(Items from a dataset)
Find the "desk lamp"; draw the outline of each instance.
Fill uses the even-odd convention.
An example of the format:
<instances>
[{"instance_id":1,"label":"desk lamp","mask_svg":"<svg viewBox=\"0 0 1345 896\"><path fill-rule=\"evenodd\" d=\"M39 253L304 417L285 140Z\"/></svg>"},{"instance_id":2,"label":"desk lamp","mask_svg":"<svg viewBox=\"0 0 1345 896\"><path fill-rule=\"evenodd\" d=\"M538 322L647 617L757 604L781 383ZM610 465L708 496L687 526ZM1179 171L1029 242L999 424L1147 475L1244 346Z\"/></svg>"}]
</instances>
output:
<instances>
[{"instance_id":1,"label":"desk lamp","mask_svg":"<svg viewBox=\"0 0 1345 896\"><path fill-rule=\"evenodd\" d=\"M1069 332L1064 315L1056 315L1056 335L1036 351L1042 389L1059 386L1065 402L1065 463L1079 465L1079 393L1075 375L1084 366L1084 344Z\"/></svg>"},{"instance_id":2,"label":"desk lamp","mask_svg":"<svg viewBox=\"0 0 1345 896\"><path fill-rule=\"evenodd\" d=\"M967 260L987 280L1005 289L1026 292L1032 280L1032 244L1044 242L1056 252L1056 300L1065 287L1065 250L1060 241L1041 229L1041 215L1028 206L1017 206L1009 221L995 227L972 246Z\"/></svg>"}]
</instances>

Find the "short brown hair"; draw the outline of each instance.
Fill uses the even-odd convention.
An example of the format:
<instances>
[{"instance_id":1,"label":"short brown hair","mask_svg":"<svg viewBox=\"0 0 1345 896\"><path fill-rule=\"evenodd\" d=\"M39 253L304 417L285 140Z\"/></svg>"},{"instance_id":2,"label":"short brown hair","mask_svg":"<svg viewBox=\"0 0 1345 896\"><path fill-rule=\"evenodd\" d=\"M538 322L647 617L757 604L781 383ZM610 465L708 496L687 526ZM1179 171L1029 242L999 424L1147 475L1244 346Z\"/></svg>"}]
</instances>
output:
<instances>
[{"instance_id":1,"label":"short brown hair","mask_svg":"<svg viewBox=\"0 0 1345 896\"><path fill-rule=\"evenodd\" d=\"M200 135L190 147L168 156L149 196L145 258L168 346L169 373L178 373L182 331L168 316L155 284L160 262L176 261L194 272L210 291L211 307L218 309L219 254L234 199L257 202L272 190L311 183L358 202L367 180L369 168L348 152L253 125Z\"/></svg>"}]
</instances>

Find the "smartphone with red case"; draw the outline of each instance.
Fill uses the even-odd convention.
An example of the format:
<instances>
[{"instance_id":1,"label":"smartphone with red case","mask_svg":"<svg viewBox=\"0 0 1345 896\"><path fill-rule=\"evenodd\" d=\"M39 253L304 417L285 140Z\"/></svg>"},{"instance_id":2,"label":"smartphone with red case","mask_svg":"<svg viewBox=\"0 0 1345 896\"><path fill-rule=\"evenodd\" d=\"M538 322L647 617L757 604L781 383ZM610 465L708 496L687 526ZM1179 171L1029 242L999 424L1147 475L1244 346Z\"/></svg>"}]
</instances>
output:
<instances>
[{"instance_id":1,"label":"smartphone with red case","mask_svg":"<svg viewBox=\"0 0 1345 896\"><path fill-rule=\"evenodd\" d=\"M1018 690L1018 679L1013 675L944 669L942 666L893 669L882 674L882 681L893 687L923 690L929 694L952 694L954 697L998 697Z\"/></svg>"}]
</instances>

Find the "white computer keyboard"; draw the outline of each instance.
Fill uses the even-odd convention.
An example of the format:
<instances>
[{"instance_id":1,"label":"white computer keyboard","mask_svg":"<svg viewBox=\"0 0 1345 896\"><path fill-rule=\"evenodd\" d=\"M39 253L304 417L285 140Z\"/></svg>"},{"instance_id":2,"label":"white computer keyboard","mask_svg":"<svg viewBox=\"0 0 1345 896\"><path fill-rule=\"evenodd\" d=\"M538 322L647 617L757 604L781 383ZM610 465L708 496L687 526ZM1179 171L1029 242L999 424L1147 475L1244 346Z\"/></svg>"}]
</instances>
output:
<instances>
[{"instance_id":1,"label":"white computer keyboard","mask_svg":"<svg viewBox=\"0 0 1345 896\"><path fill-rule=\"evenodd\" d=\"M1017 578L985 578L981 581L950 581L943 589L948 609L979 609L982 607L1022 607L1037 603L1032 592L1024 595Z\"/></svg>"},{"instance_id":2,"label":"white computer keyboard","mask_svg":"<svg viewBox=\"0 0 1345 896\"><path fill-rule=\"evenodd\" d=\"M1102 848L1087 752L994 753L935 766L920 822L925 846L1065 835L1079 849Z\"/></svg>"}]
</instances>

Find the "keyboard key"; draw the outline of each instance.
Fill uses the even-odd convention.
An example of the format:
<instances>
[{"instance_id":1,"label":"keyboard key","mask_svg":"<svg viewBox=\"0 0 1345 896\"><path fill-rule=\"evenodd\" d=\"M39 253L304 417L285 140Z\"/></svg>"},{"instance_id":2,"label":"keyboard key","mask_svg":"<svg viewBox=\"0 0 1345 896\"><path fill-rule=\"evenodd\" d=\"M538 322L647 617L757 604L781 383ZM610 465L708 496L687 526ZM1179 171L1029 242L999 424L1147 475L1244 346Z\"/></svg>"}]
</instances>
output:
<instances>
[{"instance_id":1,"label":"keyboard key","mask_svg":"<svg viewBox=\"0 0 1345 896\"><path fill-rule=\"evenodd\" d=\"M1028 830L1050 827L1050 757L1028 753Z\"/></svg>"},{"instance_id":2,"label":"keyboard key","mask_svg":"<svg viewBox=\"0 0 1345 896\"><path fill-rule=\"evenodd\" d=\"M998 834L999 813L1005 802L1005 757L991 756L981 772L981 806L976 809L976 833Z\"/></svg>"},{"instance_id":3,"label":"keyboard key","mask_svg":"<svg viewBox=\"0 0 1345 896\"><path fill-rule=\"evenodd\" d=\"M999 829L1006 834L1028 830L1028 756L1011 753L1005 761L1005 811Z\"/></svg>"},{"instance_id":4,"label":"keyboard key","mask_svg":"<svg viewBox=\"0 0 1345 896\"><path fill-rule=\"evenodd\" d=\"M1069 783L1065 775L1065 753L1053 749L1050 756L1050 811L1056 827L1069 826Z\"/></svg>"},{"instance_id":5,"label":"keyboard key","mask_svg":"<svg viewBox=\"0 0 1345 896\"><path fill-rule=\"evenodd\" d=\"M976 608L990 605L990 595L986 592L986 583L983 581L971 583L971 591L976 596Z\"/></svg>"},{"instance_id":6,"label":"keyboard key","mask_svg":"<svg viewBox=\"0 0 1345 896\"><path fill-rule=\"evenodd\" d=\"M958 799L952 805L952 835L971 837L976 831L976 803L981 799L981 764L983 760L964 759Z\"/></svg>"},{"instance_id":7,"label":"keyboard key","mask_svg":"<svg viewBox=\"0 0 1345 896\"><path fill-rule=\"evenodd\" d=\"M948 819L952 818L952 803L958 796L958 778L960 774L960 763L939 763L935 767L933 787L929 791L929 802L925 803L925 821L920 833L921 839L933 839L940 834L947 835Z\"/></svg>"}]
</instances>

## GIVEN INSTRUCTION
Pick out and copy each line of the listing above that contains the string "short".

## WRITTEN ANSWER
Find the "short brown hair"; draw the outline of each instance.
[{"instance_id":1,"label":"short brown hair","mask_svg":"<svg viewBox=\"0 0 1345 896\"><path fill-rule=\"evenodd\" d=\"M39 253L304 417L285 140Z\"/></svg>"},{"instance_id":2,"label":"short brown hair","mask_svg":"<svg viewBox=\"0 0 1345 896\"><path fill-rule=\"evenodd\" d=\"M538 322L647 617L757 604L781 383ZM610 465L708 496L687 526ZM1179 171L1029 242L999 424L1147 475L1244 346Z\"/></svg>"}]
[{"instance_id":1,"label":"short brown hair","mask_svg":"<svg viewBox=\"0 0 1345 896\"><path fill-rule=\"evenodd\" d=\"M200 135L190 147L168 156L149 196L145 258L168 346L169 373L178 373L182 331L168 316L155 284L160 262L176 261L194 272L210 291L211 307L218 309L219 254L234 199L257 202L272 190L311 183L358 202L367 180L369 168L348 152L253 125Z\"/></svg>"}]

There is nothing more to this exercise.